> [What is required]: Transcribe exactly, and only, the lines from the one containing "Traffic-operations request: mark the white" through the last line of the data.

> [Data]:
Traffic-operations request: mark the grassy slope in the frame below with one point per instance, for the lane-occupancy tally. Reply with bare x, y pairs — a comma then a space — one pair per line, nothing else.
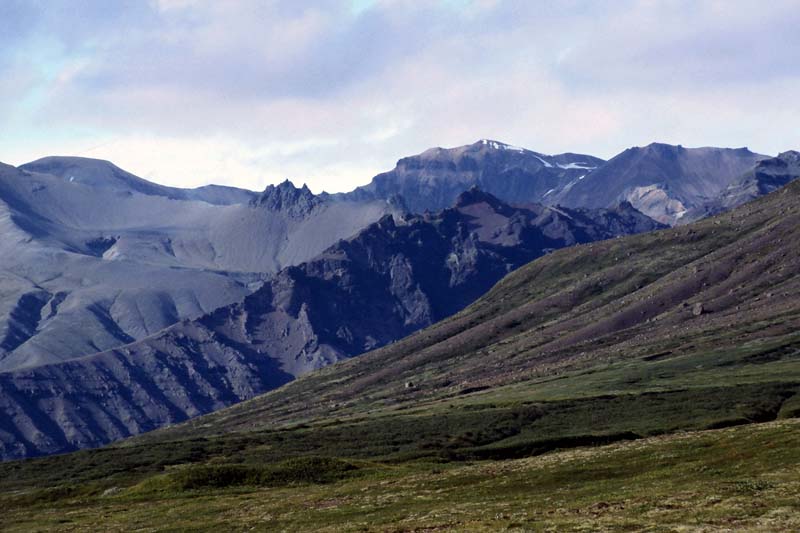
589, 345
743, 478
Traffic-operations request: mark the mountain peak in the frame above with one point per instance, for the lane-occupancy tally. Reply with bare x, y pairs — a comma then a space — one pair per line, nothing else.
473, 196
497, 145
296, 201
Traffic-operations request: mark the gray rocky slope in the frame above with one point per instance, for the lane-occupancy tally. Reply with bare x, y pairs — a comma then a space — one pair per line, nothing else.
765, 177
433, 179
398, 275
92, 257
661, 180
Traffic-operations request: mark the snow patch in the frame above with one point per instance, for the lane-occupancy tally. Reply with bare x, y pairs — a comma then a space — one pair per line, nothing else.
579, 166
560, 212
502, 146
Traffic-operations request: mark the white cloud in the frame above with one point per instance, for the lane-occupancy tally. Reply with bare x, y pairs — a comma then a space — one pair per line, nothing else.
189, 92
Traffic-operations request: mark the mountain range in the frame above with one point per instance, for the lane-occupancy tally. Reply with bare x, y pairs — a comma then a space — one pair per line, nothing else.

> [Expected output]:
Traffic-operations request: mark the white cloud in the frame above with one point per instance, for the lane-occupancy tally. Reply with bare x, y pairs — a comma then a space — one pair per line, nothing else.
189, 92
Traffic-operations request: mark the mountain range in the frame above with one point per instance, for the lane-occupancy tally. Reply with bare x, y pairs — a comma then a space — one pair per line, nothing else.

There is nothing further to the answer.